-- Problem to work on --
Make an exact copy of all the data.

— START —

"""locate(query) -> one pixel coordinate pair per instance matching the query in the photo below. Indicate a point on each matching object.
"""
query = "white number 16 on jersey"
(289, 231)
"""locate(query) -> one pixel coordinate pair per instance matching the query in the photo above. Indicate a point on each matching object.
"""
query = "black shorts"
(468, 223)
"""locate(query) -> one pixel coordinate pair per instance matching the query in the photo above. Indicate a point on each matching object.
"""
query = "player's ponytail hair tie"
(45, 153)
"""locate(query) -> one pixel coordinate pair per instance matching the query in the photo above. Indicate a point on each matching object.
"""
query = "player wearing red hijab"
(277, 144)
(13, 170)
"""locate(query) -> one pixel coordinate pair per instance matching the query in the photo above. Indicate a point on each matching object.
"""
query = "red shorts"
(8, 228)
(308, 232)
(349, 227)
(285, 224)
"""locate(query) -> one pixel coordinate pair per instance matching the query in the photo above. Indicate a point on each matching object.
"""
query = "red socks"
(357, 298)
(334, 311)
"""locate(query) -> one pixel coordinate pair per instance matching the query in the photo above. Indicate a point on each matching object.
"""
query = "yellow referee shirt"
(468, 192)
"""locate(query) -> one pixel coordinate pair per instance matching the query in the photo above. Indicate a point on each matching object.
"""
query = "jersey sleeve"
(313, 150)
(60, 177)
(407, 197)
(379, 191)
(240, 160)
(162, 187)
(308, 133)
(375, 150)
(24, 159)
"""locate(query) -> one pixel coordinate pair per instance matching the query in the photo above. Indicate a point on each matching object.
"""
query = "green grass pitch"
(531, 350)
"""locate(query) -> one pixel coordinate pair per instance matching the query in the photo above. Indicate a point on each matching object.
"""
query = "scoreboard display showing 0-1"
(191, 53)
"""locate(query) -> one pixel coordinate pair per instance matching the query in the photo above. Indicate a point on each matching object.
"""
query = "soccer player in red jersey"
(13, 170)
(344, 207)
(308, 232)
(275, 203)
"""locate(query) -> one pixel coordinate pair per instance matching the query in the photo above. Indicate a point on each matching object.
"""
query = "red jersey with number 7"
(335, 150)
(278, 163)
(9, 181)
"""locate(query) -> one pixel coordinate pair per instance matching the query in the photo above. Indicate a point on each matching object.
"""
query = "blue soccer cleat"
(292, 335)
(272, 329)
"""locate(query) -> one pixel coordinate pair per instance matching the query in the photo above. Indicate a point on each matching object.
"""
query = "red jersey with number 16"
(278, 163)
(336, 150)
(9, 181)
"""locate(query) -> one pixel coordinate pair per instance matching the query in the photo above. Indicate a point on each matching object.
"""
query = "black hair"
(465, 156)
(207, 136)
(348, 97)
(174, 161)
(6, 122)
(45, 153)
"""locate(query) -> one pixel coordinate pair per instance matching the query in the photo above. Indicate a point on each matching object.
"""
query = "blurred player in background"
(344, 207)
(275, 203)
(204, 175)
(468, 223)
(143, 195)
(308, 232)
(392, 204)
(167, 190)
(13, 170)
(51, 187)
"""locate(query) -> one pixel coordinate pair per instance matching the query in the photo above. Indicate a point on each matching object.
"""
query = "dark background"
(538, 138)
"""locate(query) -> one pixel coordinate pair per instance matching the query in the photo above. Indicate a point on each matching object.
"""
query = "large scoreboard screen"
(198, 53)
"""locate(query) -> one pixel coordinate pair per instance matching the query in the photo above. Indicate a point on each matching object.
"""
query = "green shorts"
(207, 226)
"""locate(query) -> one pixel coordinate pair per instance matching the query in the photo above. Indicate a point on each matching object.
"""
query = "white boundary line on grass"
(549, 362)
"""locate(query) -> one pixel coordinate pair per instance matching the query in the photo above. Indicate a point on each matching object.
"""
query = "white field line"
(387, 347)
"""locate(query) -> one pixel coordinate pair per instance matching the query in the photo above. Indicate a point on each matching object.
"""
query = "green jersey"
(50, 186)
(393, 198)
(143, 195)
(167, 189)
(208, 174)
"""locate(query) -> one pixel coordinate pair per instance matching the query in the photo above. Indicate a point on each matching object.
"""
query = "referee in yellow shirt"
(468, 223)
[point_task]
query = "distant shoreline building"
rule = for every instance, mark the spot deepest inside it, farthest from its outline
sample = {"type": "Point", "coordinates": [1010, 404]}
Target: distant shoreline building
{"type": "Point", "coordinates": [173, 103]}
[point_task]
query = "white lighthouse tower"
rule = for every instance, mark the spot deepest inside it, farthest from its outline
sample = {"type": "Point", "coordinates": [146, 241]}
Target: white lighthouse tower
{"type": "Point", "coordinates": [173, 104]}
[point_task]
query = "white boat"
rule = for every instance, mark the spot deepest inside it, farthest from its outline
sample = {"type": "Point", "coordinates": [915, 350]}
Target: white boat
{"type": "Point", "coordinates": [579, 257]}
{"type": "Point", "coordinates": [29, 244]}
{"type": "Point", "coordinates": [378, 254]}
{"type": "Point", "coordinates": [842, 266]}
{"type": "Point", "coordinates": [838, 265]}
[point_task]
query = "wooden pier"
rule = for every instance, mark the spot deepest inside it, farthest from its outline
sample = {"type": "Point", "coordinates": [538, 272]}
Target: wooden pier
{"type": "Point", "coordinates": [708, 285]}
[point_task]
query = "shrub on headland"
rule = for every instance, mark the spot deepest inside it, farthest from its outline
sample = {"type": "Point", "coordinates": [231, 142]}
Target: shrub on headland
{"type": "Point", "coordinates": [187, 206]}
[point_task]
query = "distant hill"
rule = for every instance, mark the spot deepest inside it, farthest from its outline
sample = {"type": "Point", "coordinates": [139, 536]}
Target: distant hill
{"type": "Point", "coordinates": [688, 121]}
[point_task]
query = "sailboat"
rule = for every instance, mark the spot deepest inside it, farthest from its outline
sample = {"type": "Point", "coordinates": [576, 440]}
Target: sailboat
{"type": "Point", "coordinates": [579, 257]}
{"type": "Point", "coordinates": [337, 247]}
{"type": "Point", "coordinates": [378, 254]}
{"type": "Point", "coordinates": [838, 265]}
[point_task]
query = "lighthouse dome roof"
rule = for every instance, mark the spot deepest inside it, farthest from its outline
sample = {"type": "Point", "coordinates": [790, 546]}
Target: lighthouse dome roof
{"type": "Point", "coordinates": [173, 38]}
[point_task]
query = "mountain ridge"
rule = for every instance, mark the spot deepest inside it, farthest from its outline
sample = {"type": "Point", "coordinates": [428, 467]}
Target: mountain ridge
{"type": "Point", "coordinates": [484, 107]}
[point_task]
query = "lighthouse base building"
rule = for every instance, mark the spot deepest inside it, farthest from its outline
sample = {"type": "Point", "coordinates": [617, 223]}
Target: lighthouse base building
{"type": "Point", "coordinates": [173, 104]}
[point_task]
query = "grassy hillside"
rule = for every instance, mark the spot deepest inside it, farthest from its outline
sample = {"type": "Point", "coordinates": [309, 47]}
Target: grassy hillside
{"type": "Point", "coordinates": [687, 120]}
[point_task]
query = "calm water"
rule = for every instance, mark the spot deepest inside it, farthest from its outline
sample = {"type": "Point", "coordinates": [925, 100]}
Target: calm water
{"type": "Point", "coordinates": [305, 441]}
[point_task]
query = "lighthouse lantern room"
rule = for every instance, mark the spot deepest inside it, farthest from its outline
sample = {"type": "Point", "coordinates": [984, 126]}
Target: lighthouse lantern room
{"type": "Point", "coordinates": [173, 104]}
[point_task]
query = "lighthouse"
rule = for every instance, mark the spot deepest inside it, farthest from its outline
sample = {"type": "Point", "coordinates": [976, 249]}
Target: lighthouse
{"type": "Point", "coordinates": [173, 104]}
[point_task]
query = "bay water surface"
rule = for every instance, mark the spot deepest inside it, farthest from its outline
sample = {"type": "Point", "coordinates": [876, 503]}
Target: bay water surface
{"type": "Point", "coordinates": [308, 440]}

— END —

-- Final answer --
"""locate(query) -> one pixel coordinate pair per instance matching the query in the photo below. Indicate a point on each matching object.
"""
query = "white number 16 on jersey"
(289, 231)
"""locate(query) -> one pixel coordinate pair per instance matching the query in the photo above. Indicate a point on each matching object.
"""
query = "black shorts"
(468, 223)
"""locate(query) -> one pixel coordinate pair per instance matching the query in the photo above. Indicate a point on each matching object.
"""
query = "player's ponytail hair tie"
(45, 153)
"""locate(query) -> one pixel coordinate pair per instance matching the query in the photo above. Indicate a point on each matching object.
"""
query = "player wearing red hijab"
(277, 144)
(13, 170)
"""locate(query) -> one pixel coordinate pair per instance matching the query in the photo above. Indicate a point on each matching object.
"""
query = "red shorts"
(8, 228)
(308, 232)
(349, 227)
(285, 224)
"""locate(query) -> one pixel coordinate pair per instance matching the query in the photo above. Indicate a point on each matching object.
"""
query = "red socks"
(357, 298)
(334, 311)
"""locate(query) -> one pixel coordinate pair per instance matching the query in the photo above. Indicate a point on each matching object.
"""
query = "yellow referee shirt"
(468, 192)
"""locate(query) -> one pixel coordinate pair per instance matching the query in the photo above. Indicate a point on each matching object.
"""
query = "jersey sleeve"
(313, 150)
(60, 177)
(407, 197)
(379, 191)
(240, 160)
(162, 187)
(308, 133)
(375, 150)
(24, 159)
"""locate(query) -> one pixel coordinate pair per instance matching the query in the photo above. Indicate a point on each matching object.
"""
query = "green grass pitch"
(531, 350)
"""locate(query) -> one pixel coordinate pair per instance matching the query in the photo above. Indicate a point on each matching object.
"""
query = "scoreboard display showing 0-1"
(191, 53)
"""locate(query) -> one pixel coordinate pair per instance matching the query in the photo above. Indicate a point on each matching object.
"""
query = "soccer player in red jersey"
(13, 170)
(344, 207)
(308, 232)
(275, 203)
"""locate(query) -> one pixel coordinate pair per instance matching the query in the photo above. Indicate a point on each matching object.
"""
query = "red jersey with number 7"
(335, 150)
(278, 163)
(9, 181)
"""locate(query) -> one pixel coordinate pair per instance matching the query in the photo above. Indicate a point on each matching object.
"""
query = "blue soccer cleat"
(292, 335)
(272, 329)
"""locate(query) -> one pixel coordinate pair per instance matching the query in the photo above. Indicate a point on each matching object.
"""
query = "red jersey with number 16"
(278, 163)
(336, 150)
(9, 181)
"""locate(query) -> one pixel coordinate pair per instance matching the query in the photo above. Indicate a point on each matching object.
"""
query = "black hair"
(465, 156)
(207, 136)
(348, 97)
(174, 161)
(6, 122)
(45, 153)
"""locate(query) -> one pixel coordinate pair per instance matching the query in the photo above. Indicate a point on each matching object.
"""
query = "blurred player in background"
(344, 207)
(275, 203)
(204, 175)
(468, 223)
(143, 195)
(308, 232)
(392, 204)
(167, 190)
(13, 170)
(51, 187)
"""locate(query) -> one pixel coordinate pair per instance matching the query in the photo above. Indicate a point on each matching object.
"""
query = "dark background"
(538, 138)
"""locate(query) -> one pixel coordinate pair per instance matching the query in the photo above. Indicate a point on each matching object.
"""
query = "large scoreboard screen"
(198, 53)
"""locate(query) -> one pixel coordinate pair per instance matching the query in the photo above. Indicate a point on each matching object.
"""
query = "green shorts"
(207, 226)
"""locate(query) -> one pixel coordinate pair per instance matching the query in the photo above. Indicate a point on each matching object.
"""
query = "white boundary line on grass"
(549, 362)
"""locate(query) -> one pixel coordinate pair per instance matching the query in the photo above. Indicate a point on each matching object.
"""
query = "white field line"
(387, 347)
"""locate(query) -> one pixel coordinate pair per instance matching the query in the photo above. Indicate a point on each matching object.
"""
query = "green jersey"
(50, 186)
(393, 198)
(143, 195)
(167, 189)
(208, 174)
"""locate(query) -> one pixel coordinate pair per instance matching the query in the photo above. Indicate a point on each matching object.
"""
query = "referee in yellow shirt"
(468, 223)
[point_task]
query = "distant shoreline building"
rule = for every instance, mark the spot deepest inside it, farthest from its outline
sample = {"type": "Point", "coordinates": [1010, 404]}
Target: distant shoreline building
{"type": "Point", "coordinates": [173, 103]}
[point_task]
query = "white lighthouse tower"
rule = for every instance, mark the spot deepest inside it, farthest from its outline
sample = {"type": "Point", "coordinates": [146, 241]}
Target: white lighthouse tower
{"type": "Point", "coordinates": [173, 104]}
[point_task]
query = "white boat"
rule = for every instance, mark the spot deepest inside it, farthest from its outline
sample = {"type": "Point", "coordinates": [915, 350]}
Target: white boat
{"type": "Point", "coordinates": [579, 257]}
{"type": "Point", "coordinates": [29, 244]}
{"type": "Point", "coordinates": [378, 254]}
{"type": "Point", "coordinates": [842, 266]}
{"type": "Point", "coordinates": [838, 265]}
[point_task]
query = "wooden pier"
rule = for every instance, mark the spot deepest inside it, farthest from its outline
sample = {"type": "Point", "coordinates": [538, 272]}
Target: wooden pier
{"type": "Point", "coordinates": [708, 285]}
[point_task]
query = "shrub on headland"
rule = for every instance, mark the spot deepest inside it, farthest from its outline
sample = {"type": "Point", "coordinates": [231, 142]}
Target: shrub on headland
{"type": "Point", "coordinates": [187, 206]}
[point_task]
query = "distant hill"
rule = for every instance, mark the spot deepest inside it, farthest from its outline
sample = {"type": "Point", "coordinates": [139, 536]}
Target: distant hill
{"type": "Point", "coordinates": [688, 121]}
[point_task]
query = "sailboat"
rule = for every instance, mark the spot deepest inside it, farthest from its outline
sample = {"type": "Point", "coordinates": [576, 440]}
Target: sailboat
{"type": "Point", "coordinates": [579, 257]}
{"type": "Point", "coordinates": [337, 247]}
{"type": "Point", "coordinates": [378, 254]}
{"type": "Point", "coordinates": [838, 265]}
[point_task]
query = "lighthouse dome roof"
rule = for every instance, mark the spot deepest inside it, farthest from its outline
sample = {"type": "Point", "coordinates": [790, 546]}
Target: lighthouse dome roof
{"type": "Point", "coordinates": [173, 38]}
[point_task]
query = "mountain ridge"
rule = for every instance, mark the spot deepest inside it, farthest from its outline
sample = {"type": "Point", "coordinates": [428, 467]}
Target: mountain ridge
{"type": "Point", "coordinates": [484, 107]}
[point_task]
query = "lighthouse base building"
rule = for every instance, mark the spot deepest inside it, farthest from its outline
sample = {"type": "Point", "coordinates": [617, 223]}
Target: lighthouse base building
{"type": "Point", "coordinates": [173, 104]}
[point_task]
query = "grassy hillside"
rule = for every instance, mark the spot deepest inside it, farthest from its outline
sample = {"type": "Point", "coordinates": [309, 47]}
Target: grassy hillside
{"type": "Point", "coordinates": [687, 120]}
[point_task]
query = "calm water"
rule = for every instance, mark the spot deepest inside it, farthest from its outline
sample = {"type": "Point", "coordinates": [925, 100]}
Target: calm water
{"type": "Point", "coordinates": [305, 441]}
[point_task]
query = "lighthouse lantern room"
rule = for every instance, mark the spot deepest inside it, farthest from its outline
sample = {"type": "Point", "coordinates": [984, 126]}
Target: lighthouse lantern room
{"type": "Point", "coordinates": [173, 104]}
[point_task]
query = "lighthouse"
rule = for every instance, mark the spot deepest inside it, farthest from its outline
sample = {"type": "Point", "coordinates": [976, 249]}
Target: lighthouse
{"type": "Point", "coordinates": [173, 104]}
[point_task]
query = "bay water surface"
rule = for every instance, mark the spot deepest inside it, farthest from its outline
sample = {"type": "Point", "coordinates": [876, 503]}
Target: bay water surface
{"type": "Point", "coordinates": [308, 440]}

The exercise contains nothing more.